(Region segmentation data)
★ ★ ★ ★

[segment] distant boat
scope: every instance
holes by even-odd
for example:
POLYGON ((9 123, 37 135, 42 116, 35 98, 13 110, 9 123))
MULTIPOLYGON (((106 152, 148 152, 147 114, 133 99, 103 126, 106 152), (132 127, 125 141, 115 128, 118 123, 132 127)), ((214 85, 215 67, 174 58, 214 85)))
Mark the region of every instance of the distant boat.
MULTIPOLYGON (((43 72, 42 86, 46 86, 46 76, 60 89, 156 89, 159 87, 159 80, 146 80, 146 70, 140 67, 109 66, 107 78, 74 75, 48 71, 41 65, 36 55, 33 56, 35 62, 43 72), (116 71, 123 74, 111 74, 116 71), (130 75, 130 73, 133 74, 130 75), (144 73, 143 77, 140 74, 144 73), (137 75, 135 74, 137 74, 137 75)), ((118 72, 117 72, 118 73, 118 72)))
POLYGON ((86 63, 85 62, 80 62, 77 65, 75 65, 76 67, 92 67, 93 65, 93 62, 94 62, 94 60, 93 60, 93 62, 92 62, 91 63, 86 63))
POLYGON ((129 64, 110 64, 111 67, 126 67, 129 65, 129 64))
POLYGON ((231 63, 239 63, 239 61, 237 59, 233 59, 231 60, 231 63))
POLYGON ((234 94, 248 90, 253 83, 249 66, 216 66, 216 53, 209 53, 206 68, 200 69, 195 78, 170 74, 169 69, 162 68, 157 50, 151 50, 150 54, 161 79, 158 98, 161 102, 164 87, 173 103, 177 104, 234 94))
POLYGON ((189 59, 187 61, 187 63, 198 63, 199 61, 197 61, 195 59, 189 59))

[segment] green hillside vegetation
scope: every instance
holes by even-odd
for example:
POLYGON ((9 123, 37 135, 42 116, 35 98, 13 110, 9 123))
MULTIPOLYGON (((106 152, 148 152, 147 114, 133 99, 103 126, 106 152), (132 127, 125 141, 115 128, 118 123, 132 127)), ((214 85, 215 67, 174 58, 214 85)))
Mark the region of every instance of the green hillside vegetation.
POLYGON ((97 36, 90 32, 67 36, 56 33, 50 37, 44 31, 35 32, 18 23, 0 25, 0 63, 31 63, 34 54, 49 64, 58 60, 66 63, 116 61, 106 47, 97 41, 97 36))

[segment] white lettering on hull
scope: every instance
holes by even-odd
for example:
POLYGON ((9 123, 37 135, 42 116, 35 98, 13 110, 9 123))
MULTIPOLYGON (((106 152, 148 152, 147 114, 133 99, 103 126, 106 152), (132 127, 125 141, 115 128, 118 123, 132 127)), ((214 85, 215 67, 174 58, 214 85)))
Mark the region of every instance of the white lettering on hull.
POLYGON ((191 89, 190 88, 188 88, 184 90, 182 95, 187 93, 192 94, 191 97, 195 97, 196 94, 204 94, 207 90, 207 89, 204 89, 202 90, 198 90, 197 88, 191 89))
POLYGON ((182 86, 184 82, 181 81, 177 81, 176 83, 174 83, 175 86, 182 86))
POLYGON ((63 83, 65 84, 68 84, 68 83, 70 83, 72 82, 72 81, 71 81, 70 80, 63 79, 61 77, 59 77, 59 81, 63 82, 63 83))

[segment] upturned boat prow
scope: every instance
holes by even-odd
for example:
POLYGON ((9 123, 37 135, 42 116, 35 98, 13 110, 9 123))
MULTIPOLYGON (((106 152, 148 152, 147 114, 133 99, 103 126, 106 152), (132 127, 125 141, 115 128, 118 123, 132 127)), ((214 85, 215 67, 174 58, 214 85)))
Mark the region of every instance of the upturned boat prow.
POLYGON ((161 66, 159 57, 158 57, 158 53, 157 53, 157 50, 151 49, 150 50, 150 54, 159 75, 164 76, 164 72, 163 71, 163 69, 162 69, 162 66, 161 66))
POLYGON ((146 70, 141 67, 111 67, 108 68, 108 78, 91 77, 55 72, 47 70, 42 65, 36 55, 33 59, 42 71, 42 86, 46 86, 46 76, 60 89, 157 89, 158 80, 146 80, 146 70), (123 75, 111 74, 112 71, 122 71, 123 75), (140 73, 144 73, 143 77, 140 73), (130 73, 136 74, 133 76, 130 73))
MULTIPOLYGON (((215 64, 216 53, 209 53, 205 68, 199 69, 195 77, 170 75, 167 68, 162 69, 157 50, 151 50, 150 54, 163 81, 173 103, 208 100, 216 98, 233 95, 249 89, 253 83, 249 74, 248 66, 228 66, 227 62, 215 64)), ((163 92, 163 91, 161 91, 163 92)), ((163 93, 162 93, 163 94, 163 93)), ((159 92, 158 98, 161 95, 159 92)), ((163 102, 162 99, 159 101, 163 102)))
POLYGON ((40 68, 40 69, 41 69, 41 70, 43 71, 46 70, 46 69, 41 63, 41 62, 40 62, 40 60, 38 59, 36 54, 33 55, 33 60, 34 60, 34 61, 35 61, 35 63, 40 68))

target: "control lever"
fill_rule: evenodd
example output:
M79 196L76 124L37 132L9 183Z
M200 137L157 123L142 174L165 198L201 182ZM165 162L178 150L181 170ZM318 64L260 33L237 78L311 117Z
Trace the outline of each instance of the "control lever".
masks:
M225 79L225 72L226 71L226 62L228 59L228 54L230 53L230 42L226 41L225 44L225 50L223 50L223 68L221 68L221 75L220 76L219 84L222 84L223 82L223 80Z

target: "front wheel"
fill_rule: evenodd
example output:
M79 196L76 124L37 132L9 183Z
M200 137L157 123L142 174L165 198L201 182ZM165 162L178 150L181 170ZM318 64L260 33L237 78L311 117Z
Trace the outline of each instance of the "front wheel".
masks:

★ ★ ★ ★

## JOB
Rewrite the rows from the start of the rows through the line containing "POLYGON ((189 59, 187", changing "distant boat" to "far-off vessel" and keeping everything else the same.

## EXPECTED ANSWER
[segment] far-off vessel
scope: every instance
holes by even-odd
for example:
POLYGON ((9 123, 37 135, 42 116, 35 98, 13 110, 9 123))
MULTIPOLYGON (((106 152, 148 152, 147 114, 133 99, 103 126, 106 152), (132 127, 125 141, 115 128, 118 123, 132 127)), ((214 85, 215 67, 174 58, 214 85)))
Mark the region of every instance of the far-off vessel.
MULTIPOLYGON (((43 72, 42 86, 46 86, 46 76, 60 89, 156 89, 159 87, 159 80, 146 80, 146 70, 140 67, 109 66, 107 78, 74 75, 48 71, 41 65, 36 55, 33 56, 35 62, 43 72), (116 71, 123 74, 111 74, 116 71), (130 75, 130 73, 133 74, 130 75), (144 73, 143 77, 140 74, 144 73), (137 75, 135 74, 137 74, 137 75)), ((118 72, 117 72, 118 73, 118 72)))
POLYGON ((86 63, 85 62, 80 62, 77 65, 75 65, 76 67, 92 67, 93 65, 93 62, 94 62, 94 60, 93 60, 93 62, 92 62, 91 63, 86 63))
POLYGON ((129 64, 110 64, 111 67, 126 67, 129 65, 129 64))
POLYGON ((231 63, 239 63, 239 61, 237 59, 233 59, 231 60, 231 63))
POLYGON ((234 94, 248 90, 253 83, 249 66, 216 66, 216 53, 209 53, 206 68, 200 69, 195 78, 170 74, 169 69, 162 68, 157 50, 151 50, 150 54, 161 79, 158 98, 161 102, 164 87, 173 103, 177 104, 234 94))
POLYGON ((189 59, 187 61, 187 63, 198 63, 199 61, 197 61, 195 59, 189 59))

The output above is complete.